### DATA RECORDS ###

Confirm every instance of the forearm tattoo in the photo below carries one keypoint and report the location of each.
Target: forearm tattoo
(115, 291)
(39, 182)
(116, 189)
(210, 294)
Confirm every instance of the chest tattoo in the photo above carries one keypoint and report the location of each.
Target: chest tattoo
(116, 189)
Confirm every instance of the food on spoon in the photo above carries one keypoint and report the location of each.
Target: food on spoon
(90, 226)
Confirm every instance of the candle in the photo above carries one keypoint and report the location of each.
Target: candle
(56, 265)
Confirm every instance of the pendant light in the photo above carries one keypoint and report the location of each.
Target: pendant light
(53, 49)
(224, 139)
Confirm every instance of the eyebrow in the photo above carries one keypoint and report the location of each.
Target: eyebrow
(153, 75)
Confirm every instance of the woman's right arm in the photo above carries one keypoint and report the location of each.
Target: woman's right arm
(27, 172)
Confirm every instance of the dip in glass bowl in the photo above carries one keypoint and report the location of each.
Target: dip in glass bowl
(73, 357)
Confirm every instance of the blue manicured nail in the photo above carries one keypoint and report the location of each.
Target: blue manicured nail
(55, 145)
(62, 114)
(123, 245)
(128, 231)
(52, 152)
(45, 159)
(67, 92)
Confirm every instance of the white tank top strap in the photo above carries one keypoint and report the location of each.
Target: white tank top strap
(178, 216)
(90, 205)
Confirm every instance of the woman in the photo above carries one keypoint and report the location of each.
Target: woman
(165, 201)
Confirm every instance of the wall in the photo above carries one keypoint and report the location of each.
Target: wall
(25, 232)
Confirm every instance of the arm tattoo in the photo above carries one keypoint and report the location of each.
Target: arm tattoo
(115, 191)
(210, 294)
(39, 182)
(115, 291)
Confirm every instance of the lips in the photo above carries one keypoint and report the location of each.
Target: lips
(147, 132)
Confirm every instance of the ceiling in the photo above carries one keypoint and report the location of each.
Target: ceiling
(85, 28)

###

Write the records out once more, word for word.

[OUTPUT OF THE TASK]:
Confirm every instance of the forearm tattoo in the photo below carries one keypoint and report the location of each.
Target: forearm tattoo
(115, 291)
(39, 182)
(116, 189)
(210, 294)
Confirm every instance of the chest tattoo in the photo above carries one keypoint and report the location of each.
Target: chest tattoo
(116, 189)
Confirm every instance of the food on spoon in the photo above carries one keypoint and report the location of each.
Target: food on spoon
(90, 226)
Confirm every instance of the candle in the photo above carries one keypoint and report the location of each.
Target: candle
(56, 265)
Confirm every instance of the pendant light in the photo above carries one keypoint and report the location of each.
Target: pendant light
(53, 49)
(224, 139)
Confirm every instance of the eyebrow in the photo above carries one keypoint and report the location of each.
Target: eyebrow
(153, 75)
Confirm every instance of the woman's right arm in the photo above carries one keypoint and report the location of each.
Target: woman's right arm
(27, 172)
Confirm every instance of the dip in glass bowl in the photo above carries one keypoint and report the location of each.
Target: dip in glass bowl
(73, 357)
Confirm every instance of the blue manicured nail in the photo above carries one keypoint and report the location of each.
Target: blue manicured nail
(55, 145)
(62, 114)
(123, 245)
(128, 231)
(52, 152)
(45, 159)
(67, 92)
Confirm every instance of the white tank top strap in the photo above carries one keypoint and report the location of each.
Target: white tank top strap
(178, 216)
(90, 205)
Confirm every instance of the woman in the photo above carries one keypoint and report the location of each.
Target: woman
(165, 201)
Confirm every instance of the wall in the photo above carries one keypoint and report the location of each.
Target: wall
(25, 232)
Confirm every instance of the arm tattoo in the photo above carries one keypoint and report the location of each.
Target: arm tattoo
(115, 191)
(210, 294)
(39, 182)
(115, 291)
Confirm every instance of the lips in the photo above carries one keypoint and report the location of each.
Target: lips
(147, 132)
Confirm every instance of the ceiling in the photo above carries one keypoint and report the location of each.
Target: ceiling
(85, 28)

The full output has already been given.